Saved entries:
───
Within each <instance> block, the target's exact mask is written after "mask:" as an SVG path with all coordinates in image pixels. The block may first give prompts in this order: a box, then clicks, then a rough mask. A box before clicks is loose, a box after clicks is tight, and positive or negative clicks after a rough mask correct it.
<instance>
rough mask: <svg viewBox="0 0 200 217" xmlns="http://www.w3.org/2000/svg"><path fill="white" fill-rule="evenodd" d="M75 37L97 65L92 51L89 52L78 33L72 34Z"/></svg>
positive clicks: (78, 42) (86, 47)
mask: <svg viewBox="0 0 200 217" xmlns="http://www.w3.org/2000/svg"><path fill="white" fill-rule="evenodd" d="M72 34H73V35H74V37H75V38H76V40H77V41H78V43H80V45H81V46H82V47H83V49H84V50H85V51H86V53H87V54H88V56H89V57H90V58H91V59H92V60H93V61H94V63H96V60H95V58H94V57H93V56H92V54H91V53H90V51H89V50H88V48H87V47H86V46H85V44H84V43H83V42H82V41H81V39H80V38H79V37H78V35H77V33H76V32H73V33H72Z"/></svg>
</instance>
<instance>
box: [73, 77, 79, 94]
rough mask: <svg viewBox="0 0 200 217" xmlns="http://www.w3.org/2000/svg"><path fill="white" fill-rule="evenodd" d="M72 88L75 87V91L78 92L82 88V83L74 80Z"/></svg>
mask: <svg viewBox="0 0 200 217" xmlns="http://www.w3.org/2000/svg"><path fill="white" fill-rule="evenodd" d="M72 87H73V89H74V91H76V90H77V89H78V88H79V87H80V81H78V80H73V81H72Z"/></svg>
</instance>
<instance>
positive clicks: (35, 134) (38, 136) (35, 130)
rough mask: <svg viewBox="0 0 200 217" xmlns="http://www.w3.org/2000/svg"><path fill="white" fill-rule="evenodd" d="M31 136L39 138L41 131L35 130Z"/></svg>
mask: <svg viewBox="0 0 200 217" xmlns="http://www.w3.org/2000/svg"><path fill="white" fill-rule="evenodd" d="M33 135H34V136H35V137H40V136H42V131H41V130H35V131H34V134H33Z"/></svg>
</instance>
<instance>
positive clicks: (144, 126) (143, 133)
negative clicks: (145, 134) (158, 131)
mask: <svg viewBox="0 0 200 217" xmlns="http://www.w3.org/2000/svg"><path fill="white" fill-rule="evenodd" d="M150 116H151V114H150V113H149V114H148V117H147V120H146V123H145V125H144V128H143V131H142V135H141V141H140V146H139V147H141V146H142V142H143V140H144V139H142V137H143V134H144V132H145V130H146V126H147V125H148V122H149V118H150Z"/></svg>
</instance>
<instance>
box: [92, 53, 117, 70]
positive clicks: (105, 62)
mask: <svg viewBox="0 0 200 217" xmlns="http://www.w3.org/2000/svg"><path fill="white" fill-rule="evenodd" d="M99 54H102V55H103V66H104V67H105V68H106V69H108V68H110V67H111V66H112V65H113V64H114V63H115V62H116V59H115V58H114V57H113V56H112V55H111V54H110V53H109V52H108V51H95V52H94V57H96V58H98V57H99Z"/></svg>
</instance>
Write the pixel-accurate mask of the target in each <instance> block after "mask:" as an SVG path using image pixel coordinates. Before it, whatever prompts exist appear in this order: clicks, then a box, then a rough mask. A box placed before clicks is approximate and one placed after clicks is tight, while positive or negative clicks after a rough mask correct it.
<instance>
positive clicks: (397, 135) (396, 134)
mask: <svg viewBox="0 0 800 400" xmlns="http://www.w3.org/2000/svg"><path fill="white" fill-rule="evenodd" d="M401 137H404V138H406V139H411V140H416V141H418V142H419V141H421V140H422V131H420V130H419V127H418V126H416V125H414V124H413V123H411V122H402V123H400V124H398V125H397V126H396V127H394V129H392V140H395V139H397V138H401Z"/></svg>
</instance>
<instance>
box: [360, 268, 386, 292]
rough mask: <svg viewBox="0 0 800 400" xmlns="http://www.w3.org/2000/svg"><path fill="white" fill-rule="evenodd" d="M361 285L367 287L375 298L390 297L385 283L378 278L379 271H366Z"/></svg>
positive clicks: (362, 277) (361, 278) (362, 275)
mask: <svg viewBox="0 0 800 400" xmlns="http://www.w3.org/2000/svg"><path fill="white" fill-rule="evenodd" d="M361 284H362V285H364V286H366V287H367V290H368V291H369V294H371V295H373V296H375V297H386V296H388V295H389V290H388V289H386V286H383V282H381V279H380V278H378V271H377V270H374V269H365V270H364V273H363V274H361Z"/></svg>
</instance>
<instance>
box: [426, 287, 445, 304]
───
What the task requires:
With no line skipped, repeat the records exactly.

Answer to the exercise:
Within each <instance> block, the target's exact mask is written after "mask:" as an SVG path with all coordinates in image pixels. The block may first give prompts in this order: a box, then clicks, then a rough mask. A box before clicks is loose, a box after clicks is tight, and positive or negative clicks after a rough mask correct it.
<instance>
rough mask: <svg viewBox="0 0 200 217" xmlns="http://www.w3.org/2000/svg"><path fill="white" fill-rule="evenodd" d="M75 37L97 65L92 51L89 52L78 33L72 34Z"/></svg>
positive clicks: (78, 42) (86, 47)
mask: <svg viewBox="0 0 200 217" xmlns="http://www.w3.org/2000/svg"><path fill="white" fill-rule="evenodd" d="M72 34H73V35H74V37H75V38H76V40H77V41H78V43H80V45H81V46H82V47H83V49H84V50H85V51H86V53H87V54H88V56H89V57H90V58H91V59H92V60H93V61H94V63H96V60H95V58H94V57H93V56H92V54H91V53H90V51H89V50H88V48H87V47H86V46H85V44H84V43H83V42H82V41H81V39H80V38H79V37H78V35H77V33H76V32H73V33H72Z"/></svg>
</instance>
<instance>
box: [73, 77, 79, 94]
rough mask: <svg viewBox="0 0 200 217" xmlns="http://www.w3.org/2000/svg"><path fill="white" fill-rule="evenodd" d="M72 88L75 87V91L78 92L82 88V83L74 80Z"/></svg>
mask: <svg viewBox="0 0 200 217" xmlns="http://www.w3.org/2000/svg"><path fill="white" fill-rule="evenodd" d="M72 87H73V89H74V91H76V90H77V89H78V88H79V87H80V81H78V80H73V81H72Z"/></svg>
</instance>
<instance>
positive clicks: (35, 134) (38, 136) (35, 130)
rough mask: <svg viewBox="0 0 200 217" xmlns="http://www.w3.org/2000/svg"><path fill="white" fill-rule="evenodd" d="M31 136L39 138L41 131L35 130Z"/></svg>
mask: <svg viewBox="0 0 200 217" xmlns="http://www.w3.org/2000/svg"><path fill="white" fill-rule="evenodd" d="M33 135H34V136H35V137H40V136H42V131H41V130H35V131H34V134H33Z"/></svg>
</instance>
<instance>
positive clicks: (144, 126) (143, 133)
negative clicks: (145, 134) (158, 131)
mask: <svg viewBox="0 0 200 217" xmlns="http://www.w3.org/2000/svg"><path fill="white" fill-rule="evenodd" d="M150 116H151V114H150V113H149V114H148V117H147V120H146V123H145V125H144V128H143V131H142V135H141V141H140V146H139V147H141V146H142V142H143V140H144V139H142V137H143V134H144V132H145V130H146V126H147V125H148V122H149V118H150Z"/></svg>
</instance>
<instance>
box: [92, 53, 117, 70]
positive clicks: (105, 62)
mask: <svg viewBox="0 0 200 217" xmlns="http://www.w3.org/2000/svg"><path fill="white" fill-rule="evenodd" d="M99 54H102V55H103V66H104V67H105V68H106V69H108V68H110V67H111V66H112V65H113V64H114V63H115V62H116V59H115V58H114V57H113V56H112V55H111V54H110V53H109V52H108V51H95V52H94V57H96V58H98V57H99Z"/></svg>
</instance>
Write the pixel-accurate mask of the target in each <instance> block after "mask:" as an SVG path using image pixel coordinates. Before it, whatever prompts exist appear in this order: clicks, then a box, then a rough mask. A box placed before clicks is approximate and one placed after clicks is tight, while positive or negative clicks after a rough mask correct it.
<instance>
positive clicks: (397, 135) (396, 134)
mask: <svg viewBox="0 0 800 400" xmlns="http://www.w3.org/2000/svg"><path fill="white" fill-rule="evenodd" d="M401 137H404V138H406V139H411V140H416V141H418V142H419V141H421V140H422V131H420V130H419V127H418V126H416V125H414V124H413V123H411V122H402V123H400V124H398V125H397V126H396V127H394V129H392V140H395V139H397V138H401Z"/></svg>
</instance>
<instance>
box: [360, 268, 386, 292]
rough mask: <svg viewBox="0 0 800 400" xmlns="http://www.w3.org/2000/svg"><path fill="white" fill-rule="evenodd" d="M361 285L367 287L375 298L390 297L385 283L378 278L379 271H366Z"/></svg>
positive clicks: (362, 277) (361, 278) (362, 275)
mask: <svg viewBox="0 0 800 400" xmlns="http://www.w3.org/2000/svg"><path fill="white" fill-rule="evenodd" d="M361 284H362V285H364V286H366V287H367V290H368V291H369V294H371V295H373V296H375V297H386V296H388V295H389V290H388V289H386V286H383V282H381V279H380V278H378V271H377V270H374V269H365V270H364V273H363V274H361Z"/></svg>
</instance>
<instance>
box: [426, 287, 445, 304]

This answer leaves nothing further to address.